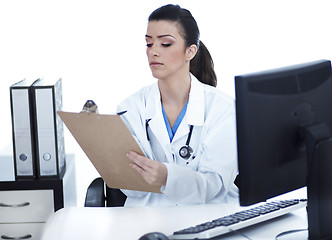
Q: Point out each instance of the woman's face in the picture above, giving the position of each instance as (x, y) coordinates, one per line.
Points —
(166, 49)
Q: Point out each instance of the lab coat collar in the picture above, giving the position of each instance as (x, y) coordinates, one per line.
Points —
(195, 109)
(194, 115)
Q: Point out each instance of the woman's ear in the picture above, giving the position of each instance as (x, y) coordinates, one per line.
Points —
(191, 52)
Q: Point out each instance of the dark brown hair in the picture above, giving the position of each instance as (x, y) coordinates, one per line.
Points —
(201, 66)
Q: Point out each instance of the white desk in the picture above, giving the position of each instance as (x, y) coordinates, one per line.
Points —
(132, 223)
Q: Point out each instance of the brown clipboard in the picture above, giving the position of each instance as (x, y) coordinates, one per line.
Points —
(106, 140)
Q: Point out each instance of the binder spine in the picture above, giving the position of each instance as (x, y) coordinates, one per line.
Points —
(22, 132)
(50, 152)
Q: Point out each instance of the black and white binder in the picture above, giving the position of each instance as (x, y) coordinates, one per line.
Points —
(49, 141)
(22, 128)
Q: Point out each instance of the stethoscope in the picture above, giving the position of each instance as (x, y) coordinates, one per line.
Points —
(185, 151)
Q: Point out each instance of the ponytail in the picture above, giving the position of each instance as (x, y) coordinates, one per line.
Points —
(202, 67)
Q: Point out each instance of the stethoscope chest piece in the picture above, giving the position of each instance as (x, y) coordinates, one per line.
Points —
(185, 152)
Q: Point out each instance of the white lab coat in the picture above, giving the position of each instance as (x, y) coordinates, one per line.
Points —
(208, 176)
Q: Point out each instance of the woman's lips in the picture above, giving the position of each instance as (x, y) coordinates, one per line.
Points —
(153, 64)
****************
■ YOUR TASK
Give the entries back verbatim and omit the images.

■ SOLUTION
Q: Point out each instance of the woman's face in the picture above, giving the position of each instance as (x, y) coordinates, one per line.
Points —
(166, 49)
Q: Point out each instance of the lab coat collar in the picture above, giving the position of each instance as (x, y) coordinates, one per line.
Points —
(195, 109)
(194, 115)
Q: Point out each instance of the woman's ear in the picture above, giving the position of each instance as (x, y) coordinates, one per line.
Points —
(191, 52)
Q: Point out each instance of the dark brown hair in the picture above, giving the position of each instance as (x, y) coordinates, one per line.
Points —
(201, 66)
Q: Point out each instance of the white desk in the picture above, giving the position of each instance as (x, y) coordinates, one per line.
Points —
(132, 223)
Q: Point out each instance of the brown clipboard in the picture above, giving the position of each instance as (x, y) coordinates, one per line.
Points —
(106, 140)
Q: Point out each instance of the binder spine in the picture above, giving the position of each instance as (x, y) coordinates, one per line.
Points —
(22, 132)
(50, 152)
Q: Point out each instance of the black and white binder in the picture above, giving the position of each instance as (x, y) coordinates, one per line.
Points —
(49, 141)
(22, 128)
Q: Point out each instance of the stethoscope in the picture above, giving the position of each instance as (x, y) coordinates, one per line.
Points —
(185, 151)
Q: Point out each instance of the ponytail in the picture above, giving the position of each instance as (x, y) coordinates, one per line.
Points —
(202, 67)
Q: Point out each instance of the stethoscope chest piece in the picture above, giving the position of each instance as (x, y) coordinates, one per line.
Points —
(185, 152)
Q: Point out each instance of the white lab coat in the picture above, giving the position of each instance as (x, y) coordinates, one per line.
Points —
(208, 176)
Q: Point out each instance of the woman's lips in the picture above, giving the position of each instance as (x, y) coordinates, one per line.
Points —
(153, 64)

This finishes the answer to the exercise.